▶ [Problem statement] Produce as output only the lines below starting at the line with "box: [0, 14, 39, 429]" and continuing through the line with "positive clicks: (494, 347)", each one exactly as written.

▶ [Material provided]
· · · · · · ·

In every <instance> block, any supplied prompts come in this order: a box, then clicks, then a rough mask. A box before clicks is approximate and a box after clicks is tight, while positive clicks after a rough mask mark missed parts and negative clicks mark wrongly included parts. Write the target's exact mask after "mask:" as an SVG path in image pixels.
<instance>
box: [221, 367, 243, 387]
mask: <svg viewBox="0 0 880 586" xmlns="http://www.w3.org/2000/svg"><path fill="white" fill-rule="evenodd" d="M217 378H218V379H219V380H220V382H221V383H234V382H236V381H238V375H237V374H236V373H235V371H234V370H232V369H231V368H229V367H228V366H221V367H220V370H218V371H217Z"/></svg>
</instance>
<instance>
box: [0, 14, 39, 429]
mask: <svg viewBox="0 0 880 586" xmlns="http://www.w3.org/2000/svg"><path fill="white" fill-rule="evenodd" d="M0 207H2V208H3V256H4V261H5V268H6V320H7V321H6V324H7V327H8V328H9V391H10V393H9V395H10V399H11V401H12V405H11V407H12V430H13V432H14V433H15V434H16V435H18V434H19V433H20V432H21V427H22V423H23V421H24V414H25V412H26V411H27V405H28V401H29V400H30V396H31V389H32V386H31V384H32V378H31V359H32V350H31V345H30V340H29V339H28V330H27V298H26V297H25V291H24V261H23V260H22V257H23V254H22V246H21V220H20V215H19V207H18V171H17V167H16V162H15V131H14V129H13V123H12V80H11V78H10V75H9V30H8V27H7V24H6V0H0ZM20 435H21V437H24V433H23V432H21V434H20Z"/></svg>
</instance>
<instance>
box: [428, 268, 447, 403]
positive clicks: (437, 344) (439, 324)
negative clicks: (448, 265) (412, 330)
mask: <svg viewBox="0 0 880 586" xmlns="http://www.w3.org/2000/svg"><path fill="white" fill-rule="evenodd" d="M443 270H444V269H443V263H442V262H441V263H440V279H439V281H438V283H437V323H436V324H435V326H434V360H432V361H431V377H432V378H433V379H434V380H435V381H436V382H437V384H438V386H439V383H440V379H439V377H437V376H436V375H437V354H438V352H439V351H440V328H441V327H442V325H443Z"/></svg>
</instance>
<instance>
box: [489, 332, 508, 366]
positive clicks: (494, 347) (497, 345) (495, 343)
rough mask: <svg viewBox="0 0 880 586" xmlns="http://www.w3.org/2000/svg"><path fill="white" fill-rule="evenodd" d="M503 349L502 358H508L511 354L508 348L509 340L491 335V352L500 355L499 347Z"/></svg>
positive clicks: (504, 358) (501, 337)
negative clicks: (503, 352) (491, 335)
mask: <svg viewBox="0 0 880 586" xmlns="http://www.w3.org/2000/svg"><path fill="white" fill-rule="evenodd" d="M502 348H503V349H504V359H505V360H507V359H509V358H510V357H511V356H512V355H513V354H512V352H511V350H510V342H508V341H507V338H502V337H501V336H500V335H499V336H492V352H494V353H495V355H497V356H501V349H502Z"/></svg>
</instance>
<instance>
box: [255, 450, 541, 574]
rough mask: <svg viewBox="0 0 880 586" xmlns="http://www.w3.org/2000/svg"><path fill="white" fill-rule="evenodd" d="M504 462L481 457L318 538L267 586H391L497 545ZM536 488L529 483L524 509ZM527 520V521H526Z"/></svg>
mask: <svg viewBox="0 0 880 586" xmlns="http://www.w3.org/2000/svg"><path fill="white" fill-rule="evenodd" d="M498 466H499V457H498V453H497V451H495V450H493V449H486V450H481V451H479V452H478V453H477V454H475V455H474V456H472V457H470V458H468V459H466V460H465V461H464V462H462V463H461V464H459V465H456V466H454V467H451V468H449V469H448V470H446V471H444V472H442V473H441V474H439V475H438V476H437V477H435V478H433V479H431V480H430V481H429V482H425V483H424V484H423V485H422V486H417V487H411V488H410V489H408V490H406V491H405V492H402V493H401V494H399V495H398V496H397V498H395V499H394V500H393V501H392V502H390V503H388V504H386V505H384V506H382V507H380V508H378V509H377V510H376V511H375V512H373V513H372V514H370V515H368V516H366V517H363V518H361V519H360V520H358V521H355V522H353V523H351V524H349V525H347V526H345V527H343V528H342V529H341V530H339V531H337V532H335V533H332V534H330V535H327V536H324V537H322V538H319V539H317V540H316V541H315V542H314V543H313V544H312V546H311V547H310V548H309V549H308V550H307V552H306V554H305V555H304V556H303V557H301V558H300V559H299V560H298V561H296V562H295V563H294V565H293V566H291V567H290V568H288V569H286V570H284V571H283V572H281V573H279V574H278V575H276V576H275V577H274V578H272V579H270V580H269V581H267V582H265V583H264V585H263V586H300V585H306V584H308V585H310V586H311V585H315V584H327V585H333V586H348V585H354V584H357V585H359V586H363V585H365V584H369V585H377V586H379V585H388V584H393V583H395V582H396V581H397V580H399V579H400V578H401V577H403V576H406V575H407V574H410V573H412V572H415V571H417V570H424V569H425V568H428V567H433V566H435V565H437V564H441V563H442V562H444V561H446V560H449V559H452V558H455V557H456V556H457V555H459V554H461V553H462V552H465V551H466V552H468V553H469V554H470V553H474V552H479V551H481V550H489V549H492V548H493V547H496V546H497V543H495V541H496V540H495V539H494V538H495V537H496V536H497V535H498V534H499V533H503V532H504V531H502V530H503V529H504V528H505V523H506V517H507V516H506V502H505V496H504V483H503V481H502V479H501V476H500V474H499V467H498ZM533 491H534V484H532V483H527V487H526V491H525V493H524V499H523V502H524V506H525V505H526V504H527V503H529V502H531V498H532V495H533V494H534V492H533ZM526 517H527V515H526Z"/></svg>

· · · · · · ·

▶ [Written response]
box: [0, 14, 39, 429]
mask: <svg viewBox="0 0 880 586" xmlns="http://www.w3.org/2000/svg"><path fill="white" fill-rule="evenodd" d="M0 207H2V208H3V256H4V261H5V268H6V320H7V321H6V324H7V327H8V328H9V391H10V393H9V395H10V399H11V401H12V405H11V407H12V430H13V432H14V433H15V434H16V435H18V434H19V433H20V432H21V427H22V423H23V421H24V414H25V412H26V411H27V405H28V401H29V400H30V396H31V389H32V386H31V384H32V378H31V359H32V350H31V345H30V340H29V339H28V330H27V298H26V297H25V291H24V261H23V260H22V257H23V254H22V246H21V220H20V215H19V207H18V171H17V167H16V162H15V131H14V129H13V123H12V80H11V78H10V75H9V30H8V27H7V24H6V0H0ZM20 435H21V437H24V433H23V432H21V434H20Z"/></svg>
</instance>
<instance>
box: [428, 268, 447, 403]
positive clicks: (437, 344) (439, 324)
negative clicks: (448, 265) (412, 330)
mask: <svg viewBox="0 0 880 586" xmlns="http://www.w3.org/2000/svg"><path fill="white" fill-rule="evenodd" d="M443 270H444V269H443V263H442V262H441V263H440V279H439V281H438V283H437V323H436V324H435V326H434V360H432V361H431V377H432V378H433V379H434V380H435V381H436V382H437V384H438V386H439V383H440V379H439V377H437V376H436V375H437V354H438V352H439V351H440V328H441V327H442V325H443Z"/></svg>
</instance>
<instance>
box: [489, 332, 508, 366]
positive clicks: (494, 347) (497, 345) (495, 343)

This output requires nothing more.